#### SET TASK:
Leave out the pictures and copy every record exactly.

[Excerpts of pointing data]
* begin *
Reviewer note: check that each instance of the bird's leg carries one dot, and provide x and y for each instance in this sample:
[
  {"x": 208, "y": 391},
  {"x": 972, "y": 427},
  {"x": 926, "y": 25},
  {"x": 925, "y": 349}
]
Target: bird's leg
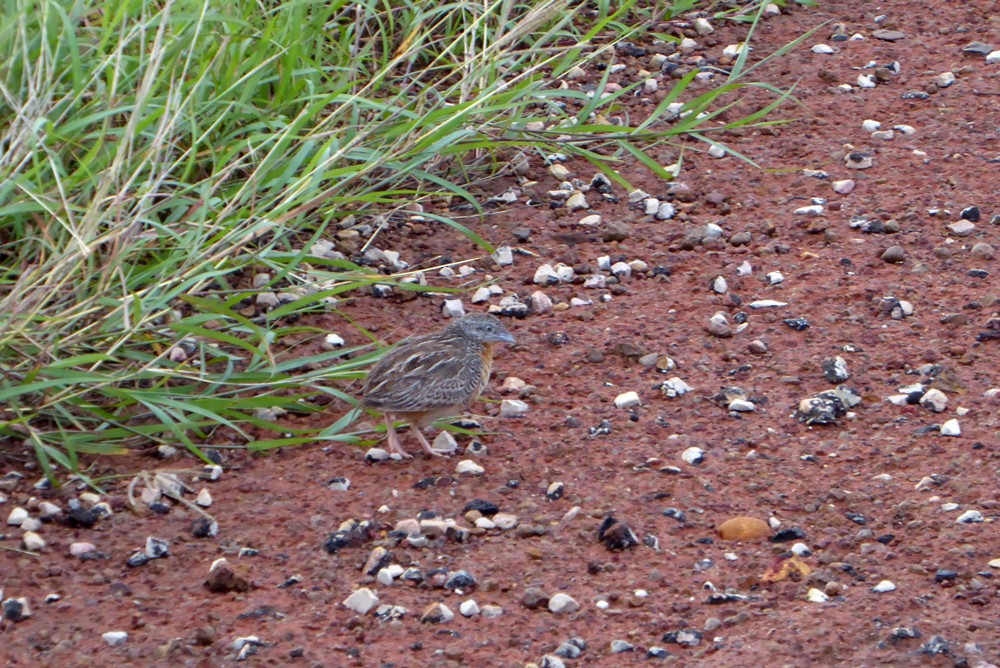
[
  {"x": 423, "y": 441},
  {"x": 394, "y": 438}
]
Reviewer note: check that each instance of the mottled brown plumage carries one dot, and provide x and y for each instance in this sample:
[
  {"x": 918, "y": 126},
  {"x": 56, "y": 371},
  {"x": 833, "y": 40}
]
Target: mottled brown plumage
[{"x": 426, "y": 378}]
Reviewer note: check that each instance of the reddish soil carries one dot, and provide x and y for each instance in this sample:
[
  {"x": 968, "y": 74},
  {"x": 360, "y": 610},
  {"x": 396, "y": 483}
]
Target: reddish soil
[{"x": 856, "y": 489}]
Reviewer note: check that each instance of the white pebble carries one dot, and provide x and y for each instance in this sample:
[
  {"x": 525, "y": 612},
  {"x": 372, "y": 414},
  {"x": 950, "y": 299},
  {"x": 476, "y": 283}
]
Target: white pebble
* end *
#### ANSWER TO THIS TASK:
Reviewer note: check that each instance of the bird's leg carries one dot, and provide x and y for each instance in this sample:
[
  {"x": 208, "y": 391},
  {"x": 972, "y": 427},
  {"x": 926, "y": 25},
  {"x": 925, "y": 349}
]
Target: bird's leg
[
  {"x": 423, "y": 441},
  {"x": 394, "y": 438}
]
Reviewer note: check that each instance of the mottled brown plumage carries one dot, and provide x and y for each instance in this sample:
[
  {"x": 918, "y": 126},
  {"x": 56, "y": 371},
  {"x": 833, "y": 40}
]
Target: mottled brown plumage
[{"x": 426, "y": 378}]
Reviewer note: check that each instance of the reddish soil carries one dot, and provide x and y for each instance in this sample:
[
  {"x": 968, "y": 74},
  {"x": 360, "y": 610},
  {"x": 396, "y": 483}
]
Target: reddish soil
[{"x": 856, "y": 489}]
Reviewer note: check that each instance of the white pebble carries one dot, and provide x and y for each instance in this sample:
[
  {"x": 525, "y": 612},
  {"x": 372, "y": 414},
  {"x": 950, "y": 299},
  {"x": 476, "y": 283}
]
Target: white pebble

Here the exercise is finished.